------ Source material ------
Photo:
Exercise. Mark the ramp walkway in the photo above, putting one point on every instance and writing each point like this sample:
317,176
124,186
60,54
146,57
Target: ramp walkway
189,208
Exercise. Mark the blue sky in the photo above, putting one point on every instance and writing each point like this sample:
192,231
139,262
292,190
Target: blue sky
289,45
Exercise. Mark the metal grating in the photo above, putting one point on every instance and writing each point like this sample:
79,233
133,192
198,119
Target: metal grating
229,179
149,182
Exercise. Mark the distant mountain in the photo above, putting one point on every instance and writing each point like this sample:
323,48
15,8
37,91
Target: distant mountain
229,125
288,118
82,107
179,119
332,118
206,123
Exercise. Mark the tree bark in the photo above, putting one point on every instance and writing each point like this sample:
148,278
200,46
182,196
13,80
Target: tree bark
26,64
------
> Try it
Set the lines down exactly as they stand, beginning at the one that contains "Target: blue sky" and stopping after the last line of the entries above.

> Exercise response
Target: blue sky
289,45
Exercise. Mark the metal grating in the photo above, putting one point on every instance and writing each point like this sample:
79,233
133,192
198,119
Target: metal grating
229,179
149,182
Exercise. Mark the distant mountain in the photo above, putting one point on every instance and writing each point like this sample:
323,48
15,8
37,91
Target: distant mountain
229,125
288,118
82,107
179,119
332,118
206,123
Exercise. Mark the tree bark in the photo above, putting one point on every instance and writing each point like this sample:
148,278
200,46
182,196
13,80
Target: tree bark
26,64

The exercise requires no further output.